** Opening RECORDS PROVIDED block **

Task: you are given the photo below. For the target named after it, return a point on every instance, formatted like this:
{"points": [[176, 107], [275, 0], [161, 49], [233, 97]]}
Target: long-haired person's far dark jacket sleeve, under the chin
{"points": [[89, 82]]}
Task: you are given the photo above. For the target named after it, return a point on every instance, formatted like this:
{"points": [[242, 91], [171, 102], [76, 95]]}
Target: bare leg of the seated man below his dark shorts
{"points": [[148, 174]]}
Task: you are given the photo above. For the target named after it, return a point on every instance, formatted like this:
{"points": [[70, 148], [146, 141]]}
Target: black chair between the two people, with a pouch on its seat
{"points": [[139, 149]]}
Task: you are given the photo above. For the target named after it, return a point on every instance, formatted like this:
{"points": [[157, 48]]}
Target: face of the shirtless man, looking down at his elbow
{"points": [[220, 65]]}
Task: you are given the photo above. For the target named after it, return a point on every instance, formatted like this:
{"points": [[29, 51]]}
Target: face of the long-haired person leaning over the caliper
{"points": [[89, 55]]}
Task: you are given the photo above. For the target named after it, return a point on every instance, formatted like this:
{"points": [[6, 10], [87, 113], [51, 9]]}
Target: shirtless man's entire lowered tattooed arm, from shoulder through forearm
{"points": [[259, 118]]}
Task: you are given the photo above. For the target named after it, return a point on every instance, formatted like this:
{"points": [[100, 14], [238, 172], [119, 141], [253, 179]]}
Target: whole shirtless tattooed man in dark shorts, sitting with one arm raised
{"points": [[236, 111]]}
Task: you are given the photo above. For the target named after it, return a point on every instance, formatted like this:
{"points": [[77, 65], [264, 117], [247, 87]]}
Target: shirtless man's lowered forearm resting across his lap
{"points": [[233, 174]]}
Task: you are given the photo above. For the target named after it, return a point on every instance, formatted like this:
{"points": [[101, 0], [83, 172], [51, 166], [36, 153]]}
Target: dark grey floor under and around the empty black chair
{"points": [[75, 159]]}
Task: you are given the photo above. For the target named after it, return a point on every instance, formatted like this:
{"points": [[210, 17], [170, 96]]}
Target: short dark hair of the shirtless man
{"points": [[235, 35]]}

** Closing RECORDS PROVIDED block **

> **GOAL OF THE EXERCISE**
Every line of the data above is to be copied out exactly.

> **RESULT BELOW**
Task: you are given the photo below. For the target named after it, return a point on every instance, formatted like this:
{"points": [[176, 107], [275, 0], [161, 49], [233, 97]]}
Target: long-haired person's far dark jacket sleeve, under the chin
{"points": [[89, 82]]}
Task: you are given the photo above. For the target named after it, return a point on every instance, formatted like this:
{"points": [[242, 91], [171, 102], [76, 95]]}
Target: bare leg of the seated man below his dark shorts
{"points": [[148, 174]]}
Task: you are given the photo above. For the target named after it, return a point on every instance, formatted like this:
{"points": [[70, 148], [146, 141]]}
Target: black chair between the two people, with a pouch on its seat
{"points": [[139, 149]]}
Task: you are given the photo above. For the target named after it, return a point on every instance, formatted like this:
{"points": [[157, 48]]}
Target: face of the shirtless man, looking down at his elbow
{"points": [[220, 65]]}
Task: you are given the photo above. For the target named after it, return a point on every instance, formatted like this:
{"points": [[29, 51]]}
Target: face of the long-haired person leaning over the caliper
{"points": [[89, 55]]}
Task: you are given the photo above. For the target named after it, return a point on every instance, formatted like this:
{"points": [[6, 10], [87, 113], [51, 9]]}
Target: shirtless man's entire lowered tattooed arm, from shoulder through forearm
{"points": [[259, 118]]}
Task: you are given the photo above. For the target named after it, return a point on every instance, formatted like this:
{"points": [[100, 14], [238, 172], [119, 141], [253, 179]]}
Target: whole shirtless tattooed man in dark shorts, sitting with one arm raised
{"points": [[236, 111]]}
Task: you are given the photo above. For the target named after it, return a point on every instance, formatted like this:
{"points": [[77, 65], [264, 117], [247, 87]]}
Target: shirtless man's lowered forearm resting across his lap
{"points": [[233, 174]]}
Task: you are given the photo above. For the target named after it, return a point on every instance, formatted like this:
{"points": [[101, 0], [83, 172], [51, 166], [36, 153]]}
Target: dark grey floor under and around the empty black chair
{"points": [[75, 159]]}
Task: you are given the photo above. For the target named after it, return a point on every instance, formatted like this:
{"points": [[210, 17], [170, 96]]}
Target: short dark hair of the shirtless man
{"points": [[235, 35]]}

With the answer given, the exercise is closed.